--- START Document text ---

Fake Celebrity Endorsements

There are some celebrities who have endorsed certain cryptocurrency exchanges and crypto businesses and companies over the years, but there is a crypto exchange that made headlines after its spectacular collapse and it was even endorsed by some celebrities such as Matt Damon and Tom Brady.

Scammers are, unfortunately using celebrities to make it appear that their cryptocurrency offers are legitimate when they really are not and celebrities themselves never gave permission to use their likeness for these purposes. They will use pictures of celebrities and create fake websites or social media posts to make it seem like these celebrities have given their ok to use these sites that are really scams. It’s a way for scammers to try to show that what they are showing is trusted by some of the most well-known people out there.

Mariah Carey

The problem though is that if they say to invest in these so called opportunities by sending any cryptocurrency that you have, over to them using an address they provide (it’s a cryptocurrency address from a digital wallet that is used to store cryptocurrency), your cryptocurrency will be gone. They could also create fake websites resembling legitimate cryptocurrency exchanges such as Uphold or Binance and if you enter your real login credentials, you’re giving them access to your real account where they can steal your cryptocurrency and potentially use your financial information to try to buy more.

If you already own cryptocurrency and you’ve bought it from a reputable source, don’t fall for these scams claiming to be endorsed by celebrities. It’s more than likely too good to be true and you always want to do your research. Don’t let emotion cloud your judgment because that’s what scammers are hoping you end up doing and won’t think logically.

Fake Airdrops

This is an interesting scam, but I have seen these before especially on YouTube videos in the comments section of cryptocurrency videos. Cryptocurrency scams or getting so prevalent in the comments areas of these videos that the creators of some of these videos have to warn viewers to be wary of anyone promising certain things with your cryptocurrency as they are likely scams.

If you’ve been heavily involved in cryptocurrency, you’ll more than likely know what an airdrop is. For those who are not heavily involved with cryptocurrency, an airdrop refers to the distribution of free cryptocurrency tokens if you hold a certain kind of cryptocurrency. I can give you an example. I hold a certain kind of cryptocurrency on a crypto exchange called XRP. A crypto company that created another kind of cryptocurrency used the XRP ledger for its use and creation and anyone who holds XRP will get a certain amount of that new cryptocurrency in what’s called an airdrop. That is a legitimate airdrop.


Sadly, a lot of scammers are trying to take advantage of this by creating comments, like I mentioned above, in YouTube video comments section or on social media posts. They promise large amounts of cryptocurrency given to you either for free or in exchange of something.

A lot of people tend to fall for them and usually end up losing all their crypto as either there’s a link that leads to an address that scammers will ask you to send a small amount of cryptocurrency to or a link to website that looks like an authentic crypto exchange website where you’re supposed to receive an airdrop, but you’ll give the scammers your login credentials and then the scammers will get in and take your crypto on the real exchange. This is where you want to do extensive research and find out where the legitimate airdrops are and avoid the scams promising you the same thing, but usually want something else in return or access to your crypto wallet.

Promises of Return of Lost Cryptocurrency

This is one that is relatively new to me and has also surprised me and angered me at the same time. Why has this angered me? Well, the purpose of these type of articles that I do is to try to prevent people from becoming a victim of the many scams that are out there. Unfortunately, people fall victim to them every day and this scam preys on the victim of a scam with another scam.

--- END Document text ---

(Work to do)
**a.** In the crypto scams text, why does the writer say the scam promising the return of lost cryptocurrency is angering? Answer in one to three sentences.
**b.** Continue the crypto scams text from its last sentence.
The data has no part in this work.

--- START Information shown ---

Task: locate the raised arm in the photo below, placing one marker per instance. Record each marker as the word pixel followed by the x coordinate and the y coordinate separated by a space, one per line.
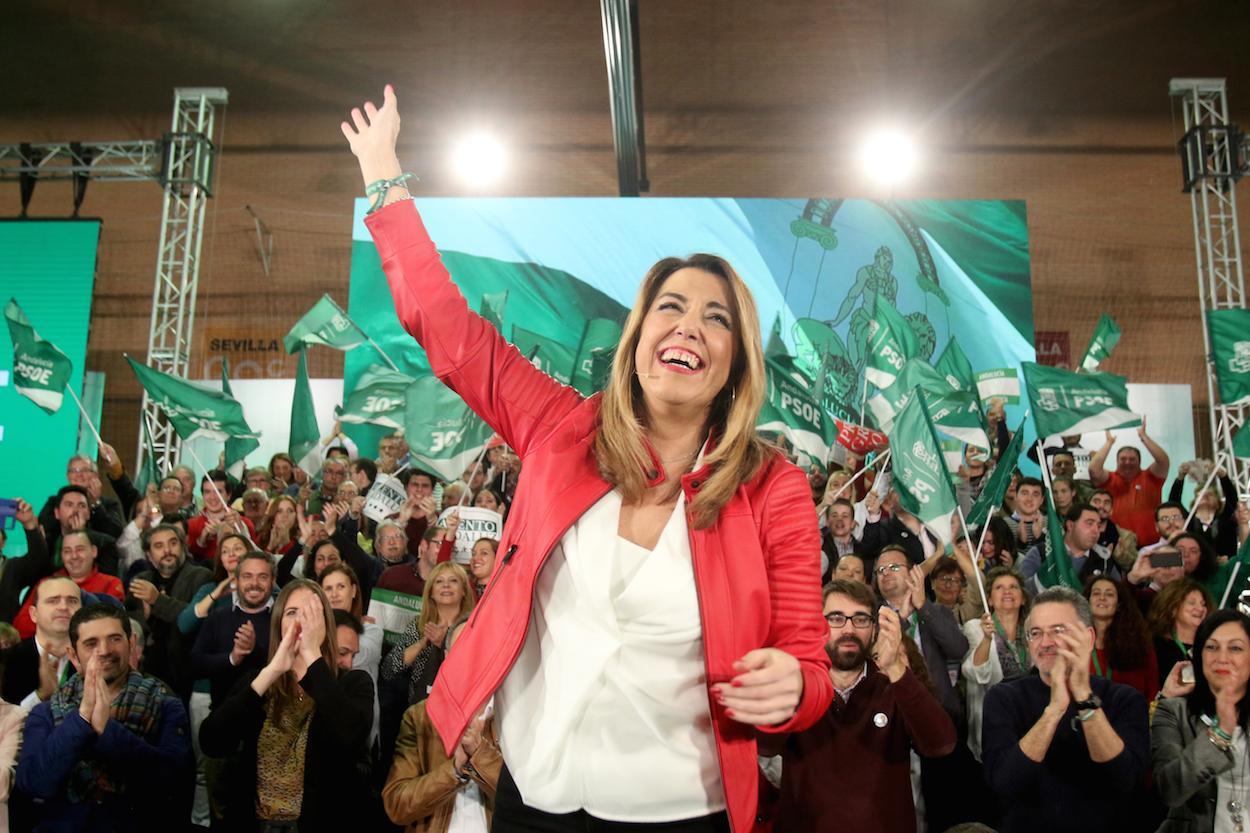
pixel 465 352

--- END Information shown ---

(Answers to the tasks)
**a.** The writer's articles aim to keep people from becoming victims of scams. This scam goes after people who have already been scammed and targets them with yet another scam.

**b.**
The cryptocurrency scams I’ve talked about above usually cause the victim to lose all of their crypto if they fall for it. The bad thing here is, other scammers try to prey on the victims of these scams by promising that they can get the cryptocurrency back that has been lost. The problem is, they’ll lose even more as they usually require a fee in order to get reported crypto loss back.

Crypto Scam

As I said before, I want to share with as many people as possible about the dangers of scams and so I do try to join groups on social media related to warning others of scams or to those who have been victims of scams. What has surprised me is that on some of these groups on Facebook, all I see are posts of someone asking if you’ve been a victim of a crypto scam and how they can help recover what was lost. They usually leave some kind of information about how you can contact them or a link to click on.

Nearly all those posts consist of that and that’s extremely worrisome. If there are any comments to those posts, they pretty much talk about the same thing, either how the original poster helped them or how someone else helped recover their crypto funds and how you should contact them. It just shows that scammers will stop at nothing to try to take your valuable stuff away. If someone contacts you claiming that they can recover your crypto funds, you run for the hills. Now it’s time to talk another cryptocurrency scam that….is very difficult to protect yourself from and is one that I actually was a victim of a couple of years ago.

Keeping Your Cryptocurrency Safe

The cryptocurrency scams I talked about above are ones that you can truly protect yourself by knowing what to look for and then staying far away from or turning back from. The next and final crypto scam I’m going to talk about today is one that unfortunately is no full proof way to fully protect yourself from because it has to do with your cell phone company.

This scam is called SIM swapping scam and this happens when a scammer or hacker is able to take over a person’s phone number by convincing the victim’s cell phone carrier into giving them yours or someone elses SIM card/number. What they then can do is port out your number to another carrier and then gain access to your cryptocurrency exchange login information by resetting the password as the authentication would be sent to the cellphone number which the scammers now have full access to.

This actually happened to me 2 years ago and for legal purposes, I cannot say what cryptocurrency exchange this happened off of, but I will tell you it was unnerving when it happened and I lost over $1,000 worth of crypto because of it that was never recovered. The scammer even tried to buy more crypto using my financial information that was stored on my account, but thankfully I was able to warn my bank and got the money back from that.

I certainly gave my mobile carrier an ear full for letting someone port my phone number out without my authorization and so my advice to you is to contact your mobile carrier and make absolutely sure that there are safeguards in place to keep unauthorized people from getting access to your phone’s SIM card information so that they can’t port your number out and gain access to any crypto exchange accounts you might have.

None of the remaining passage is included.